Opiniones de Hernán Rodríguez Castelo sobre LA VÍA NOCTURNA de Nicolás Jiménez extraídas del ensayo publicado en www.hernanrodiguezcastelo.com
La vía
nocturna de Nicolás Jiménez Mendoza es
una novela río, narrada desde un presente indeciso y tomando las aguas desde
pocos años atrás, casi una década -"conservo una pequeña agenda del año
59, en la que he registrado el tedio vivido día a día"-, por José Elías
Arcos (para la jorga "Pepelías"), de la pequeña burguesía del barrio
de San Roque, que comenzó por lo ordinario -colegio, algo de universidad, el
modesto empleo- pero dio con el camino de la noche, "que no es heroico
-dice- sino salida de lo cotidiano". Y ese camino fue la bohemia.
La bohemia del narrador no sería la del borracho, aunque tantos
recuerdos se evocan al amor de unas cervezas en bares o de los tragos fuertes
en prostíbulos: sería la del gozador del sexo. El disfrute del sexo es
verdadero leitmotivo de esta "vía".
El clima es la noche.
Y el escenario, Quito. Este incansable caminar nocturno por las calles
del Quito de los cincuentas y los sesentas, recalando en salas de baile y
cantinas y en prostíbulos, construye la gran novela del Quito de noche.
"Asumí la Vía y la urbe me acogió en su vientre prodigioso", que dice
el narrador-actor.
Las oficiantes de los misterios de la noche son las putas. Esta novela,
que exalta una vida nocturna rica de placeres, ahonda, desde la mirada de este
bohemio crítico en el sentido de esas mujeres, en quienes admira -en contra de
la generalizada opinión burguesa- su libertad.
Y los templos del ritual nocturno eran los cabarets o night
clubs. "recuerdo al Bagatelle y al Pigalle que luego fue el Moulin
Rouge, propiedad del francés Norris.
Quedaban por la calle 18 de Septiembre. También al norte de El Ejido quedaba el
Boris...". "Un dermatólogo especialista en venéreas, ni más ni menos,
instaló un cabaret en el piso superior de los Caldos de la Pedro Fermín
Cevallos"... A esos o templos -antros para el moralista burgués- iban también
los "paganos"...
Y una de las líneas críticas de la novela, de las más duras y hasta
crudas, era la de la vida sexual doméstica de una alta burguesía, hecha de
frustraciones, hipocresías y mentiras.
La liturgia de ese culto era la liturgia carnal, y la preparación para
la liturgia misma, o antesala de ella, el baile.

ENUNCIADO 1:
¿Concuerda cada afirmación con el fragmento sobre La vía nocturna? Responde sí o no y cita literalmente las palabras del fragmento que lo deciden. (a) El narrador es José Elías Arcos, a quien la jorga llama "Pepelías". (b) La bohemia del narrador es la del borracho. (c) La novela transcurre en Guayaquil.

REGISTROS MOSTRADOS:
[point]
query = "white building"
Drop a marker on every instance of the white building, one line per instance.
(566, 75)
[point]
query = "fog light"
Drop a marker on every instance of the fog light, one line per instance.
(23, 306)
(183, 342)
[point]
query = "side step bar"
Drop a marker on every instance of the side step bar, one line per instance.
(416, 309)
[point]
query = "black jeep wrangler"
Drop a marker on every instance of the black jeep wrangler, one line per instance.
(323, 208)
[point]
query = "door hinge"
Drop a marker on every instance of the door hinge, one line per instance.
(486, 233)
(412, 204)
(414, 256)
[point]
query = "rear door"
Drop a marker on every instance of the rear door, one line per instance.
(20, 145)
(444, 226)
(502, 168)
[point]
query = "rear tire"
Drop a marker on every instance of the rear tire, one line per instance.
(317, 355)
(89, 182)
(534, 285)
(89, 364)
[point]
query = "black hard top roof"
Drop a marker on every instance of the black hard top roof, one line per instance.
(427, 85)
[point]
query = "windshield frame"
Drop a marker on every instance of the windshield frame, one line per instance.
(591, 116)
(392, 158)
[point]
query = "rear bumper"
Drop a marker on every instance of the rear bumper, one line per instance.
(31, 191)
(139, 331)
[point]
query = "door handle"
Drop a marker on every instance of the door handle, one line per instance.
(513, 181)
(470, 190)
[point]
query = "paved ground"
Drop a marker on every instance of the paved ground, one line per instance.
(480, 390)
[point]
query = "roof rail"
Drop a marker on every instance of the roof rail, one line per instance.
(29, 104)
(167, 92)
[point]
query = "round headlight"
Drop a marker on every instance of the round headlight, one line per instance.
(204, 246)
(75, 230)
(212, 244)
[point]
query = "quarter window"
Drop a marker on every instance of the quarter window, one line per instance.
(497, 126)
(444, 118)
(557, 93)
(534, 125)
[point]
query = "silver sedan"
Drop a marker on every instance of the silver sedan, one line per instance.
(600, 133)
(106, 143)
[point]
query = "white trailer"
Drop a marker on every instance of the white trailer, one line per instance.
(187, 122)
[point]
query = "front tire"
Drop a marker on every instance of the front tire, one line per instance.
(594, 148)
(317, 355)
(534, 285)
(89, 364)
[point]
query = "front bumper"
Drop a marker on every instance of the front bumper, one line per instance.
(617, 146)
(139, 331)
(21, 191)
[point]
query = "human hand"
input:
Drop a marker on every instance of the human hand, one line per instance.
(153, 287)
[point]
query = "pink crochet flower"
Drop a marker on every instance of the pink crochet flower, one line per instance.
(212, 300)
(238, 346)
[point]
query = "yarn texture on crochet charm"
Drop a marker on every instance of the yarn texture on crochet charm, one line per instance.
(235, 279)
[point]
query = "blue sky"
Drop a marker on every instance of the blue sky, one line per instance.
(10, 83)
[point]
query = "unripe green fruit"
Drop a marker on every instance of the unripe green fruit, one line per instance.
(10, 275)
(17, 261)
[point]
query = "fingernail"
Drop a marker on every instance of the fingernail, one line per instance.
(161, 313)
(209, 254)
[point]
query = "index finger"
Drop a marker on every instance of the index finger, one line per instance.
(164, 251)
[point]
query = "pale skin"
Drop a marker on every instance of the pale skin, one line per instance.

ENUNCIADO 2:
¿Qué líneas de los registros contienen la cadena "yarn"? Muéstralas todas.

RESPUESTA DESARROLLADA 1:
(a) Sí: «por José Elías Arcos (para la jorga "Pepelías")».
(b) No: «La bohemia del narrador no sería la del borracho».
(c) No: «Y el escenario, Quito».

RESPUESTA DESARROLLADA 2:
query = "yarn texture on crochet charm"
Drop a marker on every instance of the yarn texture on crochet charm, one line per instance.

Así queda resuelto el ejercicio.